> **Complete the following**:
(A) Translate this sentence from the flood text into Spanish: "Nearly every culture has a flood story."
(B) Reproduce the passage of the flood text that begins at the words "How long will" and stops after the words "but a minute.".

> **Extracted text**:
>>>>

The Great Flood
Genesis 7:17-20 “For forty days the flood kept coming on the earth, and as the waters increased they lifted the ark high above the earth. 18 The waters rose and increased greatly on the earth, and the ark floated on the surface of the water.19 They rose greatly on the earth, and all the high mountains under the entire heavens were covered. 20 The waters rose and covered the mountains…”
“How long does a building stand before it falls?
How long does a contract last?
How long will brothers share the inheritance before they quarrel?
How long does hatred, for that matter, last?
Time after time the river has risen and flooded.
The insect leaves the cocoon to live but a minute.
How long is the eye able to look at the sun?
From the very beginning nothing at all has lasted.”
Epic of Gilgamesh
Hokusai / The Great Wave at Kanagawa
Nearly every culture has a flood story. A great tide takes over what civilization has built, a deluge pours on Earth, a rising of water takes out what has been created leaving behind only a few to start again.
The Hebrews had Noah, a story most are well familiar with. The Babylonianss had the story of Gilgamesh. Greek, Indian, Australian, Native American, and African cultures all have flood stories as well. They are omnipresence, everywhere in human cultural memory.
All cultures with flood stories share a similar theme. It’s a tale with various characters encountering an onslaught of water, a great flooding that destroys what’s already been created, often in punishment for wrongdoing, wickedness, or sin, and the destruction is in preparation for a new, hopeful start.
Among these great cultural floods is Starfire’s. Noah had a timeline when the waters would recede and life could begin again. He was given 40 days and 40 nights before the waters would recede (depending on which translation you read this timeline of course varies.) Starfire was not so lucky, with various timelines given depending on which contractor is estimating, which piece of the building is repair next. The after effects of our great flood continue to be felt. Biblically, as 2 Peter 2:5 states, the flood “did not spare [our] ancient world.”
Perhaps not divinely influenced or mythologically inspired, a flood nonetheless wiped out years of creation, work, artifacts of decades of outings, and programming. The building itself has been closed since August 2nd. Historical relics of our past work: pictures dating back to the early 90s, newspaper articles, the archived documents of bygone fundraisers, previous grants received, notebooks, readings, artwork, past collaboration projects’ accessories like signage and props, and assorted desk trinkets all destroyed in a sudden rising tide.

<<<<

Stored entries
>>>>

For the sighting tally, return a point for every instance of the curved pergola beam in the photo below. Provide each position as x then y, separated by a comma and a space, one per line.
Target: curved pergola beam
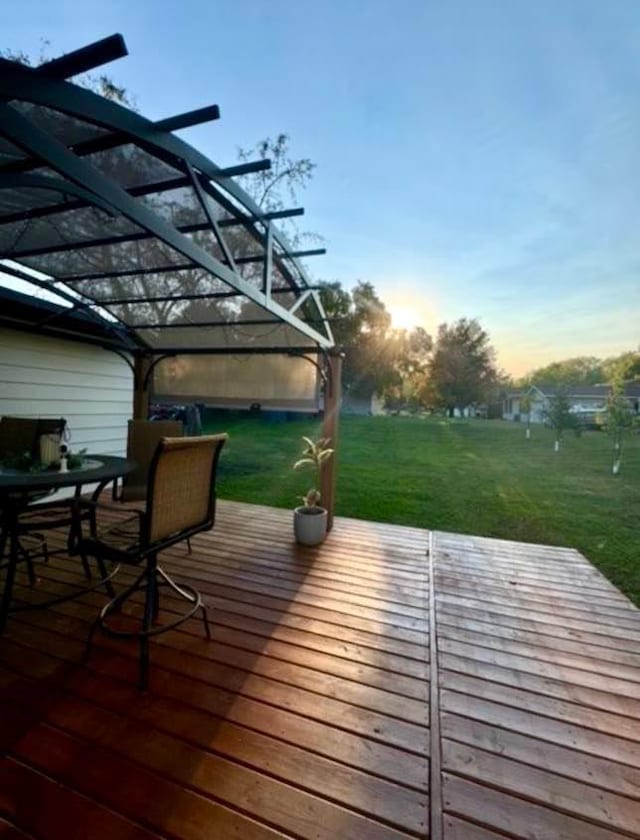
25, 83
24, 134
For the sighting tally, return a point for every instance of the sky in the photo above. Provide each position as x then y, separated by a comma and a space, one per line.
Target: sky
475, 158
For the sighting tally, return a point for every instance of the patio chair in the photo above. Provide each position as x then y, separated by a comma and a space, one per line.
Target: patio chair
180, 503
20, 436
143, 437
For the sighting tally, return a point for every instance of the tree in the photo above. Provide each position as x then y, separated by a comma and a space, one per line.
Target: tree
526, 403
277, 188
461, 370
558, 415
619, 419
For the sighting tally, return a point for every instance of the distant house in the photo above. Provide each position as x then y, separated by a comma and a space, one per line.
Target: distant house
583, 399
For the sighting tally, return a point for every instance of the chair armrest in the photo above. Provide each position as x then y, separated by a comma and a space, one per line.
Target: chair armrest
91, 507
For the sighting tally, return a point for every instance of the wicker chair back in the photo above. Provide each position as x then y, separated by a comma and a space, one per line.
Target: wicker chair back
143, 437
182, 486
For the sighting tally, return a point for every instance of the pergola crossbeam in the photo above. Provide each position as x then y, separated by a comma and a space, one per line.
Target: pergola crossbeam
138, 237
204, 192
86, 58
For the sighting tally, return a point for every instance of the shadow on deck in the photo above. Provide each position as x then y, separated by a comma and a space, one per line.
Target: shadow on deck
311, 714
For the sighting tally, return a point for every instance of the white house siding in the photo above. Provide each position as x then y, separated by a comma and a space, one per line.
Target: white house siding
49, 377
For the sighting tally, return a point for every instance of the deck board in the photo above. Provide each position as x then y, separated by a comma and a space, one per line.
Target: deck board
539, 717
346, 693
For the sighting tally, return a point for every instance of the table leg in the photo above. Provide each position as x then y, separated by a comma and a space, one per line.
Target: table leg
11, 531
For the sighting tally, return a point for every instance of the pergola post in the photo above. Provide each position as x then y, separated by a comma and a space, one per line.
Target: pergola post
141, 366
330, 424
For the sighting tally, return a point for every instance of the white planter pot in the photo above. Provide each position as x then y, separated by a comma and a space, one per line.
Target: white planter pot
310, 525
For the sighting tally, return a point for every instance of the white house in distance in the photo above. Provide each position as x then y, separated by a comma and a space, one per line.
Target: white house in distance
588, 400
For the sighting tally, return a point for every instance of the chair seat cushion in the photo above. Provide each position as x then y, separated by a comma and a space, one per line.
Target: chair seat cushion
117, 541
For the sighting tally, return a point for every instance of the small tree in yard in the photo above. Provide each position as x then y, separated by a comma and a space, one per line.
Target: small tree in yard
619, 418
560, 418
526, 403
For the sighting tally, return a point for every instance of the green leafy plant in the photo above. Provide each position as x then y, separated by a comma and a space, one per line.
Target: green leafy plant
314, 456
76, 459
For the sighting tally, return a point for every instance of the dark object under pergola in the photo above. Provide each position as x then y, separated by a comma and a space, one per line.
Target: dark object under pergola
134, 228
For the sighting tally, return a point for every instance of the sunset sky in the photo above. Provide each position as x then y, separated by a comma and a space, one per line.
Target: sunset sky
474, 158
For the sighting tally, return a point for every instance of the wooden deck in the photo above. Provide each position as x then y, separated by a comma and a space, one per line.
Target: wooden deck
311, 712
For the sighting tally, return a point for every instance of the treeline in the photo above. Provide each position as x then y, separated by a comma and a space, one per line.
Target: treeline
408, 367
585, 370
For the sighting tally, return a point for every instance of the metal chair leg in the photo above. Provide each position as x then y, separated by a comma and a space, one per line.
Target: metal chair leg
205, 619
8, 583
103, 574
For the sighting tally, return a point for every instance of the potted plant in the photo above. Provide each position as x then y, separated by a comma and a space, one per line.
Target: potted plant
310, 518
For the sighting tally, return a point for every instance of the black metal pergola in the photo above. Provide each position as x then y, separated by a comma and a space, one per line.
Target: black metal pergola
149, 248
137, 231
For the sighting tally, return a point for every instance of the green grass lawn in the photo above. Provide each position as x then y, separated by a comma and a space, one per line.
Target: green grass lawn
475, 477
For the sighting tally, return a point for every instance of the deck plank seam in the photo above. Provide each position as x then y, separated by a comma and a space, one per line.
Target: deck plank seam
435, 750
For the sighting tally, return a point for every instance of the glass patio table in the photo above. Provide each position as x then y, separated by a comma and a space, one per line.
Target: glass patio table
17, 490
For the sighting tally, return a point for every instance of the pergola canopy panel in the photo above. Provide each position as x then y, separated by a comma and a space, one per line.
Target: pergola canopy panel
132, 221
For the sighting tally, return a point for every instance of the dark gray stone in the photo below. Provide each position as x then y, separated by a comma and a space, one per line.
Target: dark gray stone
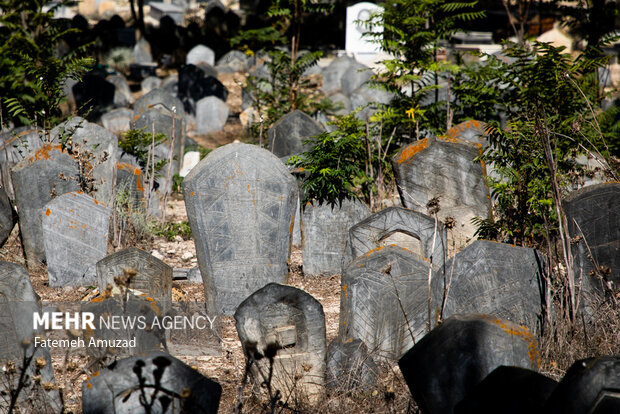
593, 213
508, 390
286, 136
284, 327
384, 301
75, 237
35, 179
240, 202
350, 366
458, 354
498, 279
590, 386
324, 231
153, 277
370, 233
116, 389
444, 169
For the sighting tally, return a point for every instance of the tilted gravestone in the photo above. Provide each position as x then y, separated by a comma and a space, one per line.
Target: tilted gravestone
444, 169
287, 135
508, 390
589, 386
368, 234
324, 230
167, 383
350, 366
35, 179
284, 327
384, 301
152, 276
75, 237
593, 215
458, 354
240, 202
496, 278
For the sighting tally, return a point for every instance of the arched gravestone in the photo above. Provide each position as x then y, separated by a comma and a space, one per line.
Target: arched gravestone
35, 179
496, 278
508, 390
384, 301
168, 383
240, 202
589, 386
458, 354
286, 325
594, 213
323, 234
287, 135
153, 277
445, 169
75, 237
18, 304
368, 233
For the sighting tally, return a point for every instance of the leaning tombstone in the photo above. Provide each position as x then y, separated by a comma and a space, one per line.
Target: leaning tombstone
45, 173
287, 135
240, 202
170, 385
75, 237
498, 279
384, 301
324, 230
282, 330
589, 386
458, 354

<<<<

> **Answers provided**:
(A) Casi todas las culturas tienen una historia de un diluvio.

(B)
How long will brothers share the inheritance before they quarrel?
How long does hatred, for that matter, last?
Time after time the river has risen and flooded.
The insect leaves the cocoon to live but a minute.